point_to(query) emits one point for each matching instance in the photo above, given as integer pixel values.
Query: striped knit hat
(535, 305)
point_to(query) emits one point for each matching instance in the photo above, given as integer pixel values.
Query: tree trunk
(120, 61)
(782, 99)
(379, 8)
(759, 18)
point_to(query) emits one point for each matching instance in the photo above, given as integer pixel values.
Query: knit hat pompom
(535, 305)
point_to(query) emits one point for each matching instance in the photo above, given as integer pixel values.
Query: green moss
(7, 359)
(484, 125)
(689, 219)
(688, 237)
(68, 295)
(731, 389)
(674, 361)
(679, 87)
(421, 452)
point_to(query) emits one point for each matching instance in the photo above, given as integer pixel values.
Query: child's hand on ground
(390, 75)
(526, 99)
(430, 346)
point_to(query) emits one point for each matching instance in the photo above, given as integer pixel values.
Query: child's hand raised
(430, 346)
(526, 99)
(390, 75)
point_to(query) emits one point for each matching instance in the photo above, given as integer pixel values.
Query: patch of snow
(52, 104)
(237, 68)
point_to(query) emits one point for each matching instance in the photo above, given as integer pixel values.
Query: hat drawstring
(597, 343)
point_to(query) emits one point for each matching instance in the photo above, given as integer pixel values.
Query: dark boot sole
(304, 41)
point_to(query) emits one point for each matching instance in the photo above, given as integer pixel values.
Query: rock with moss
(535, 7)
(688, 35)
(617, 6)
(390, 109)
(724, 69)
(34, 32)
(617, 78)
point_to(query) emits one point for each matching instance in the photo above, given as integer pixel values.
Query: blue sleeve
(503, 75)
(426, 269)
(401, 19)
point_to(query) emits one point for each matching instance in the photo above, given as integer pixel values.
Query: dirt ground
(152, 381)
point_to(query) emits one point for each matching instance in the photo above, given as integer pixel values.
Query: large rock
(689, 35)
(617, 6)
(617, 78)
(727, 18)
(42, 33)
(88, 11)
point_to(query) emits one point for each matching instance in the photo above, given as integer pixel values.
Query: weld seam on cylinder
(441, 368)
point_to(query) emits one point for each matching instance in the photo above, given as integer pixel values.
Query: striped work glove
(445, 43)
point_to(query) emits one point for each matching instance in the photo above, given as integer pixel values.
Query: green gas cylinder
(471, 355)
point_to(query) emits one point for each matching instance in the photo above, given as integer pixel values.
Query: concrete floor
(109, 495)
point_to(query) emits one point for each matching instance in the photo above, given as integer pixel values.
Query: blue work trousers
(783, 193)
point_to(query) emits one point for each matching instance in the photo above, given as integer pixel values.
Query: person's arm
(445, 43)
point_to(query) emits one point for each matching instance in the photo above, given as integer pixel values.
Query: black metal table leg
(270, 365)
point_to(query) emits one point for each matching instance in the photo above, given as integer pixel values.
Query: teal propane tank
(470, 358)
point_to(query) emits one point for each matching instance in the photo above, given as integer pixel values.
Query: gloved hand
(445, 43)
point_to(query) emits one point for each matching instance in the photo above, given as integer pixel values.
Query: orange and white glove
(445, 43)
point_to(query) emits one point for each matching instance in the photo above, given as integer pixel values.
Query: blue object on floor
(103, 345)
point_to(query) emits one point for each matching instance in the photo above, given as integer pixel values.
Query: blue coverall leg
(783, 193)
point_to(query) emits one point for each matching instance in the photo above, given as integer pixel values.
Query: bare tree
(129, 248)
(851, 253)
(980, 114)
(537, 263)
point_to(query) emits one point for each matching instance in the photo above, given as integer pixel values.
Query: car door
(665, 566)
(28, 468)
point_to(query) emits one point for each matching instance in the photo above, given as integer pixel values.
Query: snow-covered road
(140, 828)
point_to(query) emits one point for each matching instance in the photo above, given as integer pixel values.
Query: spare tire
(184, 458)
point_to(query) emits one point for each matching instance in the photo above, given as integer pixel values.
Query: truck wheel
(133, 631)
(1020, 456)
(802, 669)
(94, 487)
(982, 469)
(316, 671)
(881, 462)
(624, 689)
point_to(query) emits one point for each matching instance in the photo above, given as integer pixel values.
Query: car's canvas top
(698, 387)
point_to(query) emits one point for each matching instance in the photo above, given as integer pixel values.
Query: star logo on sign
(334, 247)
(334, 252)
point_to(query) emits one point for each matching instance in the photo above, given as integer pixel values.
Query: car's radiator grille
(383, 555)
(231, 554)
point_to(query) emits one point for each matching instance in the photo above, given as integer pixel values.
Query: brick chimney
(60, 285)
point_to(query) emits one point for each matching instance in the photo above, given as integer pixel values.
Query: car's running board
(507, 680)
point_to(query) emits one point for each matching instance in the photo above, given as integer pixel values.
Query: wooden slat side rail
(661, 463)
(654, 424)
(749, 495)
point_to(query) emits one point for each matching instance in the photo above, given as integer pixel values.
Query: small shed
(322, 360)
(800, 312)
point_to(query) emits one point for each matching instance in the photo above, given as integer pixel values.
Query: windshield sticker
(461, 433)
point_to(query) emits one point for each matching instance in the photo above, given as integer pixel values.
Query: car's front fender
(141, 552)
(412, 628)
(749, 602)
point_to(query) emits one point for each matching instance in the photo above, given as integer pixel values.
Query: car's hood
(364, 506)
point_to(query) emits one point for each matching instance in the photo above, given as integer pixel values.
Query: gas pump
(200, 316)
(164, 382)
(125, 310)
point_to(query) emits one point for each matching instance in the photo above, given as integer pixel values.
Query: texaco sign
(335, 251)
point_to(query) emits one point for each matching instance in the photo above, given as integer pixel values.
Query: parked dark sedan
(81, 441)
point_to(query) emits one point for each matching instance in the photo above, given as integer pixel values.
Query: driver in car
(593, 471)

==================================================

#### Written instruction:
Identify every line in the listing above that contains the word "dark", and copy each of those lines. Case counts.

#### Output below:
Query: dark boot sole
Query: parked dark sedan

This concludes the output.